— begin —

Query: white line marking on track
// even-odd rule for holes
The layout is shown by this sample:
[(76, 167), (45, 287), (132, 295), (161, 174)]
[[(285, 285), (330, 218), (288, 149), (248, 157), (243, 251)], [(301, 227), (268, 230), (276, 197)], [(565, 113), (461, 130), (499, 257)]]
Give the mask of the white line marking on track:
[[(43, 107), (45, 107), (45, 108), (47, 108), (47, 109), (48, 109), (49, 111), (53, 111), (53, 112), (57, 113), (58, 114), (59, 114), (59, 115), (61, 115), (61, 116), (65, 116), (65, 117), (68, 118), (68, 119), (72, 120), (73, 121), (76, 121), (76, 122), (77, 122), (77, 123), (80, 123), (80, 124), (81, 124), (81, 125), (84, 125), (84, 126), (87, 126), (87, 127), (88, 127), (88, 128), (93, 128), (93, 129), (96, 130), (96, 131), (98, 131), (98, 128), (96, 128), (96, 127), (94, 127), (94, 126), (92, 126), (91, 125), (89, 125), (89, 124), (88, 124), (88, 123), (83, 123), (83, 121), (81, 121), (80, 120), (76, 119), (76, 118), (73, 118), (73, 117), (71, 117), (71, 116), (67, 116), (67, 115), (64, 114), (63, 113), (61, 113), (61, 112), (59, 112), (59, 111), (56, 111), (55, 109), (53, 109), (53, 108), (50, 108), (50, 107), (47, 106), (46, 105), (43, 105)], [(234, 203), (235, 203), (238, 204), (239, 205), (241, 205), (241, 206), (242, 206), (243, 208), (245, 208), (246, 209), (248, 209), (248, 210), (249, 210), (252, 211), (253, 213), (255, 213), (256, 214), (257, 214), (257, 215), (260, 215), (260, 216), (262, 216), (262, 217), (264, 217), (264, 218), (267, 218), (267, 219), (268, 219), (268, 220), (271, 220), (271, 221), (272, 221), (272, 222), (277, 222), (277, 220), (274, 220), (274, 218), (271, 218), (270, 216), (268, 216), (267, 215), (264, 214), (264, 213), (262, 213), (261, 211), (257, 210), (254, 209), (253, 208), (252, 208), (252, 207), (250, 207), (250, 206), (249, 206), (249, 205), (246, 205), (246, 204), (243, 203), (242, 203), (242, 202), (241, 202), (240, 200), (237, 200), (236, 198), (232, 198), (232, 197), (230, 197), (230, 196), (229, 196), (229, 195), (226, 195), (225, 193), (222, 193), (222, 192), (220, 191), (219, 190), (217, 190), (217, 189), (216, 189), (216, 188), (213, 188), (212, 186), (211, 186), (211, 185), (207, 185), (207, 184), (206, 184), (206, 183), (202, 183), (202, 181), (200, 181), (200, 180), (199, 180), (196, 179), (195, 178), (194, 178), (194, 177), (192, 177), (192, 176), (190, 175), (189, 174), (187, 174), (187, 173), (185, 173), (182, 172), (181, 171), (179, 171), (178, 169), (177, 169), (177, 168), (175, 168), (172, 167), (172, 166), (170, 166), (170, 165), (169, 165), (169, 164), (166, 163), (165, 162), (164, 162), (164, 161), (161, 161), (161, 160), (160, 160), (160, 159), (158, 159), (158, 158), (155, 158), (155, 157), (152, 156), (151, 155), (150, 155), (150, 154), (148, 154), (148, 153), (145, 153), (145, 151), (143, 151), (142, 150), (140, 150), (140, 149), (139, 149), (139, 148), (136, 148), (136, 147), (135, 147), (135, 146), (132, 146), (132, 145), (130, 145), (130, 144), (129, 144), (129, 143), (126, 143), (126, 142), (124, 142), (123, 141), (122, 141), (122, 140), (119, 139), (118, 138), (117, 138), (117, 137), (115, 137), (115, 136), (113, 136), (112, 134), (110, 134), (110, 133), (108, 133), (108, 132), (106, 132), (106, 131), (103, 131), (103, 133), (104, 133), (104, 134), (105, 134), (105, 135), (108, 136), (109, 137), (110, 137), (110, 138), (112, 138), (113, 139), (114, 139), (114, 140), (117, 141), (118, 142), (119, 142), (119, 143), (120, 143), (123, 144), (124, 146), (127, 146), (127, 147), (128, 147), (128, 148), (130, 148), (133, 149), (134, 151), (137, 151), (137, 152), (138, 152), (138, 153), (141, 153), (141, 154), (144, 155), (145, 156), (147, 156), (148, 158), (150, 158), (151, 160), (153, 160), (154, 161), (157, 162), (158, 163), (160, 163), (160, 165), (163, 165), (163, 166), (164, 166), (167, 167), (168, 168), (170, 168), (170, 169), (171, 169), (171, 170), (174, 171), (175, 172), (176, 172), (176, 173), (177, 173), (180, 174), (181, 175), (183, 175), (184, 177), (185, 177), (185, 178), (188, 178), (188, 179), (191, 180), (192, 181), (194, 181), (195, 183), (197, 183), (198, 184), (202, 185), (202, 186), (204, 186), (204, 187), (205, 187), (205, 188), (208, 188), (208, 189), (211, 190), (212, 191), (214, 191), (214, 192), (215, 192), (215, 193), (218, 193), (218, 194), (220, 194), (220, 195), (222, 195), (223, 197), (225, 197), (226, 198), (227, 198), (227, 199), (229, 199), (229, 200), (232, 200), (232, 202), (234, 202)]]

— end —

**Exercise**
Reproduce all the entries above, changing every "marking" to "stripe" and keeping everything else the same.

**Full solution**
Query: white line stripe on track
// even-odd rule for holes
The layout is shown by this sample:
[(76, 167), (45, 287), (132, 295), (161, 174)]
[[(285, 285), (330, 218), (288, 149), (248, 157), (243, 251)], [(301, 227), (268, 230), (276, 197)], [(565, 113), (461, 130), (499, 257)]]
Give the mask of the white line stripe on track:
[[(43, 107), (45, 107), (45, 108), (47, 108), (47, 109), (48, 109), (49, 111), (53, 111), (53, 112), (57, 113), (58, 114), (59, 114), (59, 115), (61, 115), (61, 116), (65, 116), (65, 117), (68, 118), (68, 119), (72, 120), (73, 121), (76, 121), (76, 122), (77, 122), (77, 123), (80, 123), (80, 124), (81, 124), (81, 125), (84, 125), (84, 126), (87, 126), (87, 127), (88, 127), (88, 128), (93, 128), (93, 129), (96, 130), (96, 131), (98, 131), (98, 128), (96, 128), (96, 127), (94, 127), (94, 126), (92, 126), (91, 125), (89, 125), (89, 124), (88, 124), (88, 123), (83, 123), (83, 121), (81, 121), (80, 120), (76, 119), (76, 118), (73, 118), (73, 117), (71, 117), (71, 116), (67, 116), (67, 115), (64, 114), (63, 113), (61, 113), (61, 112), (59, 112), (59, 111), (56, 111), (55, 109), (53, 109), (53, 108), (50, 108), (50, 107), (47, 106), (46, 105), (43, 105)], [(234, 203), (235, 203), (238, 204), (239, 205), (241, 205), (241, 206), (242, 206), (243, 208), (245, 208), (246, 209), (248, 209), (248, 210), (249, 210), (252, 211), (253, 213), (255, 213), (256, 214), (257, 214), (257, 215), (260, 215), (260, 216), (262, 216), (262, 217), (264, 217), (264, 218), (267, 218), (267, 219), (268, 219), (268, 220), (271, 220), (271, 221), (272, 221), (272, 222), (277, 222), (277, 220), (274, 220), (274, 218), (271, 218), (270, 216), (268, 216), (267, 215), (264, 214), (264, 213), (262, 213), (261, 211), (257, 210), (254, 209), (253, 208), (252, 208), (252, 207), (250, 207), (250, 206), (249, 206), (249, 205), (246, 205), (246, 204), (243, 203), (242, 203), (242, 202), (241, 202), (240, 200), (237, 200), (236, 198), (232, 198), (232, 197), (230, 197), (230, 196), (229, 196), (229, 195), (226, 195), (225, 193), (222, 193), (222, 192), (220, 191), (219, 190), (217, 190), (217, 189), (216, 189), (216, 188), (213, 188), (212, 186), (211, 186), (211, 185), (207, 185), (207, 184), (206, 184), (206, 183), (202, 183), (202, 181), (200, 181), (200, 180), (199, 180), (196, 179), (195, 178), (194, 178), (194, 177), (192, 177), (192, 176), (190, 175), (189, 174), (187, 174), (187, 173), (185, 173), (182, 172), (181, 171), (179, 171), (178, 169), (177, 169), (177, 168), (175, 168), (172, 167), (172, 166), (170, 166), (170, 165), (169, 165), (169, 164), (166, 163), (165, 162), (164, 162), (164, 161), (161, 161), (161, 160), (160, 160), (160, 159), (158, 159), (158, 158), (155, 158), (155, 157), (152, 156), (151, 155), (150, 155), (150, 154), (148, 154), (148, 153), (145, 153), (145, 151), (143, 151), (142, 150), (140, 150), (140, 149), (139, 149), (139, 148), (136, 148), (136, 147), (135, 147), (135, 146), (132, 146), (132, 145), (130, 145), (130, 144), (129, 144), (129, 143), (126, 143), (126, 142), (124, 142), (123, 141), (122, 141), (122, 140), (119, 139), (118, 138), (117, 138), (117, 137), (115, 137), (115, 136), (113, 136), (112, 134), (110, 134), (110, 133), (108, 133), (108, 132), (106, 132), (106, 131), (103, 131), (103, 133), (104, 133), (104, 134), (105, 134), (105, 135), (108, 136), (109, 137), (110, 137), (110, 138), (112, 138), (113, 139), (114, 139), (114, 140), (117, 141), (118, 142), (119, 142), (119, 143), (120, 143), (123, 144), (124, 146), (127, 146), (127, 147), (128, 147), (128, 148), (130, 148), (133, 149), (134, 151), (137, 151), (137, 152), (138, 152), (138, 153), (141, 153), (141, 154), (144, 155), (145, 156), (147, 156), (148, 158), (150, 158), (151, 160), (153, 160), (154, 161), (157, 162), (158, 163), (160, 163), (160, 165), (163, 165), (163, 166), (164, 166), (167, 167), (168, 168), (170, 168), (170, 169), (171, 169), (171, 170), (174, 171), (175, 172), (176, 172), (176, 173), (177, 173), (180, 174), (181, 175), (183, 175), (184, 177), (185, 177), (185, 178), (188, 178), (188, 179), (191, 180), (192, 181), (194, 181), (195, 183), (197, 183), (198, 184), (202, 185), (202, 186), (204, 186), (204, 187), (205, 187), (205, 188), (208, 188), (208, 189), (211, 190), (212, 191), (214, 191), (214, 192), (215, 192), (215, 193), (218, 193), (218, 194), (220, 194), (220, 195), (222, 195), (223, 197), (225, 197), (226, 198), (227, 198), (227, 199), (229, 199), (229, 200), (232, 200), (232, 202), (234, 202)]]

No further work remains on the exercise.